Напротив, в ГДР, доля мигрантов была крайне низка: в 1989 году в Восточной Германии проживало чуть больше 191 тысячи иностранцев при общей численности населения в 16 миллионов человек. После объединения Германии ситуация не изменилась радикально: в 2017 году 95,6% людей с мигрантскими корнями проживали на западе страны и в Берлине.
Профессор Берлинского университета имени Гумбольдта Наика Форутан, сама родившаяся в семье коренной немки и выходца из Ирана, считает, что жители бывшей ГДР сами в некотором смысле мигранты. «Мигранты покидают свою родину, а в случае с восточными немцами родина покинула их», — говорит она в интервью Даниэлю Шульц, корреспонденту taz, выросшему в ГДР.
Вопреки распространенным в конце 80-ых годов ожиданиям, для многих из тех, кто родился, вырос и сделал карьеру в ГДР, воссоединение принесло не только приобретения, но и потери. Согласно опросам общественного мнения, проводившимся вскоре после объединения, более трети чувствовали себя в новом для них обществе «ненужными». Во многих местах воцарились бедность и страх перед будущим.

● Выдержки из строк
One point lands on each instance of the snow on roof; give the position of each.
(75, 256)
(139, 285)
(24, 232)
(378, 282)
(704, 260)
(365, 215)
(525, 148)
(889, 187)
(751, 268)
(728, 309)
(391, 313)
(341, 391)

● Что сделать
Выпишите, пожалуйста, дословно фрагмент из текста о жителях бывшей ГДР: начните с того места, где стоят слова «Напротив, в ГДР, доля», и остановитесь после слов «и в Берлине.».

● Решение задания
Напротив, в ГДР, доля мигрантов была крайне низка: в 1989 году в Восточной Германии проживало чуть больше 191 тысячи иностранцев при общей численности населения в 16 миллионов человек. После объединения Германии ситуация не изменилась радикально: в 2017 году 95,6% людей с мигрантскими корнями проживали на западе страны и в Берлине.